| Saved entries |
**********
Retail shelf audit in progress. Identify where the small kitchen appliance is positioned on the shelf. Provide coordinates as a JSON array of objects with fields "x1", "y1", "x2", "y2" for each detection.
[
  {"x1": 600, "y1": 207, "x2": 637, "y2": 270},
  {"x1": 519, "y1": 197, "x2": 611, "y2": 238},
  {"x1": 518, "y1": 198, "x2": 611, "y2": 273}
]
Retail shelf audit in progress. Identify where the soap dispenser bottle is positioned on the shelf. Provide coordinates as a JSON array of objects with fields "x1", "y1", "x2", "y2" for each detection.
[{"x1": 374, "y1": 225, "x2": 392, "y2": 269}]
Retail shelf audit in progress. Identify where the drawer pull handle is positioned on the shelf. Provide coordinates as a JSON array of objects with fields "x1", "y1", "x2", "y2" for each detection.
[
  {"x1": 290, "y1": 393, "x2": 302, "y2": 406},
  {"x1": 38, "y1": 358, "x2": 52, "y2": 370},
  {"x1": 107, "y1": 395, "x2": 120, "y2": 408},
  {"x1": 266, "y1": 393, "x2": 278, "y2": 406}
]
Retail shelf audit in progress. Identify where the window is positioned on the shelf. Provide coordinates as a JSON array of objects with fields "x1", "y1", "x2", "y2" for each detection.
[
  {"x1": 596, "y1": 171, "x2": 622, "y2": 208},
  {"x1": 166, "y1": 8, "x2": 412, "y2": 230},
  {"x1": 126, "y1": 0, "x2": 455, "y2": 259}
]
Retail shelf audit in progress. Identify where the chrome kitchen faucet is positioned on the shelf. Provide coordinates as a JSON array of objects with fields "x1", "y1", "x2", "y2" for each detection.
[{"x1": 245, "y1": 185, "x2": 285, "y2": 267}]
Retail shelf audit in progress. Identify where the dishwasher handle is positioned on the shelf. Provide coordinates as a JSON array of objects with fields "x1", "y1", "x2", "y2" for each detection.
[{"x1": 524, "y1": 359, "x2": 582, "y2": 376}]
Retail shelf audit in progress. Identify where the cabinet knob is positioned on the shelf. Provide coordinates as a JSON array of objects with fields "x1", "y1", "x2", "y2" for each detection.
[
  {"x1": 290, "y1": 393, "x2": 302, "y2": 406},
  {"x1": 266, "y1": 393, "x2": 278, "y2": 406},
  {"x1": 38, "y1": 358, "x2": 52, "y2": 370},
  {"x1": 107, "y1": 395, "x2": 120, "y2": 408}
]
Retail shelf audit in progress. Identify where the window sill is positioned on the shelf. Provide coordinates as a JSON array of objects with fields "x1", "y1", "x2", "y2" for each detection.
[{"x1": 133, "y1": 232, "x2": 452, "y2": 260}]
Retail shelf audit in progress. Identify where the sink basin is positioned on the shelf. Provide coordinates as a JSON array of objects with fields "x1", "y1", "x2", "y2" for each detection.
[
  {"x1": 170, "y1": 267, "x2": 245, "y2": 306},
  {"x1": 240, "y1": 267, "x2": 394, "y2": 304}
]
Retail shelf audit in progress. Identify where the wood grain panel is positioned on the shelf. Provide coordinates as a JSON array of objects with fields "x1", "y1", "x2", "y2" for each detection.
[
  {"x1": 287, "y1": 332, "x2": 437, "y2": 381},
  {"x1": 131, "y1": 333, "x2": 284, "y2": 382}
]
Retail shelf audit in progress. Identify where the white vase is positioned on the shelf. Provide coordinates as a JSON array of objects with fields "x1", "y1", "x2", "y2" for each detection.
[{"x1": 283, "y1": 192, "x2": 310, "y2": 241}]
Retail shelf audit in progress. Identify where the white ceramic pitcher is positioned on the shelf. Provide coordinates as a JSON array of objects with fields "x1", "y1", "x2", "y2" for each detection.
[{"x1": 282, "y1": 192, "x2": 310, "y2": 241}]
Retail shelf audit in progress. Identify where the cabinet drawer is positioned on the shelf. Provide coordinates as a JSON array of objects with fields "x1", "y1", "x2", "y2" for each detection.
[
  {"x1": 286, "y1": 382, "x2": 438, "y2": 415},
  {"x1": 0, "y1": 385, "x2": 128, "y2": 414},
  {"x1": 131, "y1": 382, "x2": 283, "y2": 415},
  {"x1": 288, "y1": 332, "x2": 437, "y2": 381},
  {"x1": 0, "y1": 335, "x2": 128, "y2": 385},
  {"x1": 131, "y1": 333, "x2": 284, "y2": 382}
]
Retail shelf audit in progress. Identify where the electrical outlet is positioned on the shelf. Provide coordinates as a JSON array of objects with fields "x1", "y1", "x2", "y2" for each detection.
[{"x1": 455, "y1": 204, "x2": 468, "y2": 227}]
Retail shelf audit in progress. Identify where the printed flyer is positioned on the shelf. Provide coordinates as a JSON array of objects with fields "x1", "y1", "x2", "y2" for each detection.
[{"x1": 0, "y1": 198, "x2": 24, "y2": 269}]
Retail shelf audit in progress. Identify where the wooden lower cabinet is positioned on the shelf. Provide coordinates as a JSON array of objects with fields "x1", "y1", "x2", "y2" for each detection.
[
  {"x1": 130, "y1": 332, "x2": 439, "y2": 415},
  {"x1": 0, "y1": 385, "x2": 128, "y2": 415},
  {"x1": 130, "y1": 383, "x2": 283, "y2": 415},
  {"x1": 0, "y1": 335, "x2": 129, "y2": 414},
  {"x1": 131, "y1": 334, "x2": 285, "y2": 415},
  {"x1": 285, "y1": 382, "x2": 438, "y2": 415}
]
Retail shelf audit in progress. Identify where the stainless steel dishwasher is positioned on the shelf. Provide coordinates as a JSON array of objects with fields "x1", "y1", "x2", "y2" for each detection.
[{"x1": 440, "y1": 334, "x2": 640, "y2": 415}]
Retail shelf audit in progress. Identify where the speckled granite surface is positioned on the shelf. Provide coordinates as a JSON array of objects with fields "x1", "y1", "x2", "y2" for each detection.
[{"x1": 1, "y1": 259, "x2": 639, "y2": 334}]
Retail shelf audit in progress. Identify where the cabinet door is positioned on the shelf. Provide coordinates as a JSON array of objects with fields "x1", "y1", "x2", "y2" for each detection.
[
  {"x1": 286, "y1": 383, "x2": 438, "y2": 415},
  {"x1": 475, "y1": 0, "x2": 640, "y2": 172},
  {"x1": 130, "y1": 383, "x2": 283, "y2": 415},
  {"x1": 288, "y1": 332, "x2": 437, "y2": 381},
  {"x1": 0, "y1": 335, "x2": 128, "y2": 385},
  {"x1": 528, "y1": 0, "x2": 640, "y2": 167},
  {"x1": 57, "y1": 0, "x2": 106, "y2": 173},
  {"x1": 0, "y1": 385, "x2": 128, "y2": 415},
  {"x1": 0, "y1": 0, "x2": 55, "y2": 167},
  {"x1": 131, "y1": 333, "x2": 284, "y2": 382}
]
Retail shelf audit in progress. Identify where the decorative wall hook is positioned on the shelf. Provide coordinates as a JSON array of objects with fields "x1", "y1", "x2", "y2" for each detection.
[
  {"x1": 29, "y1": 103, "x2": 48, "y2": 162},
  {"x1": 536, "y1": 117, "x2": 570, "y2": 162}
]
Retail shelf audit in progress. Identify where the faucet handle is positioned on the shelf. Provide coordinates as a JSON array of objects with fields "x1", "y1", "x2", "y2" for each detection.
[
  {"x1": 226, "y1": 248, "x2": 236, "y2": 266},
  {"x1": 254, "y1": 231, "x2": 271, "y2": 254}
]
**********
| Exercise objective |
Every entry should be retyped exactly as it appears.

| Solution for this exercise |
Retail shelf audit in progress. Identify where the small kitchen appliance is positioned on the shelf. Provide coordinates as a JSON array of objects with fields "x1", "y1", "x2", "y2" for each detection.
[
  {"x1": 600, "y1": 207, "x2": 637, "y2": 270},
  {"x1": 519, "y1": 197, "x2": 611, "y2": 238},
  {"x1": 518, "y1": 198, "x2": 611, "y2": 273}
]
Retail shelf audit in progress. Identify where the soap dispenser bottle is positioned on the shelf. Provide coordinates as a JSON array of objects with fields "x1", "y1", "x2", "y2" for each detection.
[{"x1": 374, "y1": 225, "x2": 392, "y2": 269}]
Retail shelf audit in progress. Identify where the drawer pull handle is positioned on the shelf. Provide coordinates as a JSON array of objects with fields "x1", "y1", "x2", "y2" for each detection.
[
  {"x1": 290, "y1": 393, "x2": 302, "y2": 406},
  {"x1": 38, "y1": 358, "x2": 52, "y2": 370},
  {"x1": 107, "y1": 395, "x2": 120, "y2": 408},
  {"x1": 266, "y1": 393, "x2": 278, "y2": 406}
]
Retail shelf audit in progress. Identify where the window is positioned on the shelf. Provide coordinates as a JSON array of objects with fields "x1", "y1", "x2", "y2" for each detection.
[
  {"x1": 596, "y1": 171, "x2": 622, "y2": 208},
  {"x1": 166, "y1": 8, "x2": 412, "y2": 230},
  {"x1": 126, "y1": 0, "x2": 455, "y2": 259}
]
Retail shelf audit in progress. Identify where the chrome kitchen faucet is positioned on the shelf. Provide coordinates as a JSON array of objects with fields "x1", "y1", "x2", "y2" for each detection.
[{"x1": 245, "y1": 185, "x2": 285, "y2": 267}]
Retail shelf audit in progress. Identify where the dishwasher handle is positioned on the shelf. Provide coordinates as a JSON array of objects with fields "x1", "y1", "x2", "y2" for each detection.
[{"x1": 524, "y1": 359, "x2": 582, "y2": 376}]
Retail shelf audit in progress. Identify where the cabinet knob is positioned on the shelf. Provide coordinates as a JSON array of objects with fields "x1", "y1", "x2", "y2" for each detection.
[
  {"x1": 290, "y1": 393, "x2": 302, "y2": 406},
  {"x1": 266, "y1": 393, "x2": 278, "y2": 406},
  {"x1": 38, "y1": 358, "x2": 52, "y2": 370},
  {"x1": 107, "y1": 395, "x2": 120, "y2": 408}
]
Retail shelf audit in progress. Identify where the window sill is positioned on the shelf. Provide coordinates as a JSON array of objects with fields "x1", "y1", "x2", "y2" for each detection.
[{"x1": 133, "y1": 232, "x2": 452, "y2": 260}]
Retail shelf audit in progress. Identify where the sink basin is positioned on the shelf. Provide coordinates as a JSON array of objects with fields "x1", "y1", "x2", "y2" for each detection.
[
  {"x1": 170, "y1": 267, "x2": 245, "y2": 306},
  {"x1": 240, "y1": 267, "x2": 394, "y2": 304}
]
Retail shelf audit in progress. Identify where the wood grain panel is positioned on the shelf. Provide coordinates as a JSON array of objects with fields "x1", "y1", "x2", "y2" for each detection.
[
  {"x1": 287, "y1": 332, "x2": 437, "y2": 381},
  {"x1": 131, "y1": 333, "x2": 284, "y2": 382}
]
Retail shelf audit in progress. Identify where the white vase is positioned on the shelf. Provide coordinates as a JSON array of objects with fields "x1", "y1", "x2", "y2" for each detection.
[{"x1": 283, "y1": 192, "x2": 310, "y2": 241}]
Retail shelf audit in progress. Identify where the white ceramic pitcher is positioned on the shelf. Provide coordinates as a JSON array of objects with fields "x1", "y1", "x2", "y2" for each detection.
[{"x1": 282, "y1": 192, "x2": 310, "y2": 241}]
Retail shelf audit in progress. Identify where the cabinet drawer is positioned on the shelf. Provide coordinates as a JSON array of objects with fields "x1", "y1", "x2", "y2" for each detection.
[
  {"x1": 286, "y1": 382, "x2": 438, "y2": 415},
  {"x1": 0, "y1": 385, "x2": 128, "y2": 414},
  {"x1": 131, "y1": 382, "x2": 283, "y2": 415},
  {"x1": 288, "y1": 332, "x2": 437, "y2": 381},
  {"x1": 0, "y1": 335, "x2": 128, "y2": 385},
  {"x1": 131, "y1": 333, "x2": 284, "y2": 382}
]
Retail shelf audit in progress. Identify where the electrical outlet is positioned on the shelf. Provide coordinates as a JSON array of objects with fields "x1", "y1", "x2", "y2" for each detection.
[{"x1": 455, "y1": 204, "x2": 468, "y2": 227}]
Retail shelf audit in progress. Identify where the printed flyer is positioned on the shelf. Provide coordinates as a JSON array of objects with fields "x1", "y1", "x2", "y2" for each detection.
[{"x1": 0, "y1": 198, "x2": 24, "y2": 269}]
Retail shelf audit in progress. Identify where the wooden lower cabinet is positioned on the shelf. Provide coordinates as a JSON array of objects with fields "x1", "y1", "x2", "y2" for each detection.
[
  {"x1": 130, "y1": 332, "x2": 439, "y2": 415},
  {"x1": 0, "y1": 385, "x2": 128, "y2": 415},
  {"x1": 130, "y1": 383, "x2": 283, "y2": 415},
  {"x1": 0, "y1": 335, "x2": 129, "y2": 414},
  {"x1": 131, "y1": 334, "x2": 285, "y2": 415},
  {"x1": 285, "y1": 382, "x2": 438, "y2": 415}
]
Retail shelf audit in progress. Identify where the stainless steel dishwasher is positioned on the shelf. Provide coordinates as a JSON array of objects with fields "x1", "y1", "x2", "y2" for each detection.
[{"x1": 440, "y1": 334, "x2": 640, "y2": 415}]
Retail shelf audit in progress. Identify where the speckled granite surface is positioned on the shelf. Provide coordinates as a JSON array of objects with fields "x1", "y1", "x2", "y2" for each detection.
[{"x1": 1, "y1": 259, "x2": 639, "y2": 334}]
Retail shelf audit in progress. Identify where the cabinet door is positioned on the shelf. Provide coordinates as a JSON array of objects with fields "x1", "y1", "x2", "y2" for each detection.
[
  {"x1": 286, "y1": 383, "x2": 438, "y2": 415},
  {"x1": 475, "y1": 0, "x2": 640, "y2": 172},
  {"x1": 130, "y1": 383, "x2": 283, "y2": 415},
  {"x1": 288, "y1": 332, "x2": 437, "y2": 381},
  {"x1": 0, "y1": 335, "x2": 128, "y2": 385},
  {"x1": 528, "y1": 0, "x2": 640, "y2": 167},
  {"x1": 57, "y1": 0, "x2": 106, "y2": 173},
  {"x1": 0, "y1": 385, "x2": 128, "y2": 415},
  {"x1": 0, "y1": 0, "x2": 55, "y2": 167},
  {"x1": 131, "y1": 333, "x2": 284, "y2": 382}
]
Retail shelf audit in progress. Identify where the decorative wall hook is positioned on the shelf. Provide coordinates as a JSON array of objects with fields "x1", "y1", "x2", "y2" for each detection.
[
  {"x1": 29, "y1": 103, "x2": 48, "y2": 162},
  {"x1": 536, "y1": 117, "x2": 570, "y2": 162}
]
Retail shelf audit in progress. Identify where the faucet handle is positioned on the shelf. Provide coordinates as a JSON array of objects with fields "x1", "y1", "x2", "y2" for each detection.
[
  {"x1": 226, "y1": 248, "x2": 236, "y2": 266},
  {"x1": 254, "y1": 231, "x2": 271, "y2": 254}
]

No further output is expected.